### Work instructions
**a.** List every source cited in the passage on monitoring depth of anesthesia.
**b.** Supply the text that follows the final sentence of the passage on monitoring depth of anesthesia.

First, clinical indices such as blood pressure and heart rate have been used to assess DOA and changed significantly from awake to unconscious state. However, these traditional methods may vary from patient to patient depending on the type of surgery. Also, the use of other drugs like muscle relaxants and vasodilators make the analysis of those clinical signs unreliable and difficult.
Second, a combination of anesthetics and opioids are commonly used during operation. All of these drugs affect EEG (Liley et al. 2010; Kortelainen et al. 2011a) and also hemodynamic variables. Studying the applicability of the proposed approach in this kind of multidrug anesthesia could be mentioned as a possible future work.
Third, it is essentially too optimistic to presume this proposed method can be used as an acceptable anesthetic depth predictor. EEG and hemodynamic measures are only an indirect indicator of anesthesia and are relatively nonspecific (Huang et al. 2008). There are many clinical factors that may affect the autonomic and central nervous system, decreasing the predictive power of related measures. The effects of various factors on our proposed method require supplementary analysis to clarify. However, before the true mechanism of surgical anesthesia can be clearly explored and direct observation can be performed, we can only rely on the indirect measurements to monitor DOA. Finally, there still is no single perfect predictor so that there have been trials to combine several modes of observations to increase the predictability of DOA.

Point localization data
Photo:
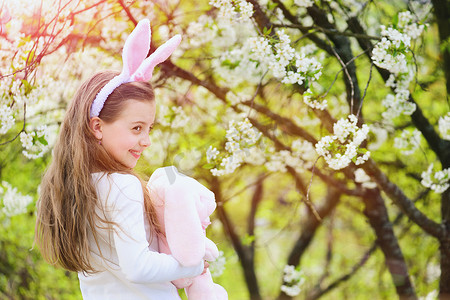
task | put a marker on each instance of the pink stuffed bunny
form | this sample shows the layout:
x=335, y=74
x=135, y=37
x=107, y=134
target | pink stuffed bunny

### Responses to the tasks
**a.**
Liley et al. 2010
Kortelainen et al. 2011a
Huang et al. 2008

**b.**
In conclusion, a new method for depth of anesthesia measurement is proposed. The method is based on simultaneous utilization of EEG and hemodynamic parameters (heart rate and mean arterial pressure). A novel EEG measure combining multiscale permutation entropy information, called MMPE, was proposed which is robust in the characterization of the burst suppression pattern at high doses of anesthetics. MMPE and hemodynamic features are then combined using LDA for a measure of depth of anesthesia. The method is validated with data recorded from 25 patients during the cardiac surgery requiring CPB and compared in performance to BIS index. We have shown that our method yields 89.4 % overall accuracy for classifying the vital sign into awake, light, surgical and deep anesthetised states. The high accuracy highlights the potential of the proposed method. Considering the low calculation requirement of this method, a real time system can be developed that assists the anesthesiologist to estimate DOA quickly and accurately.
Acknowledgments
This work was supported by the Saadat Co. (Tehran, Iran).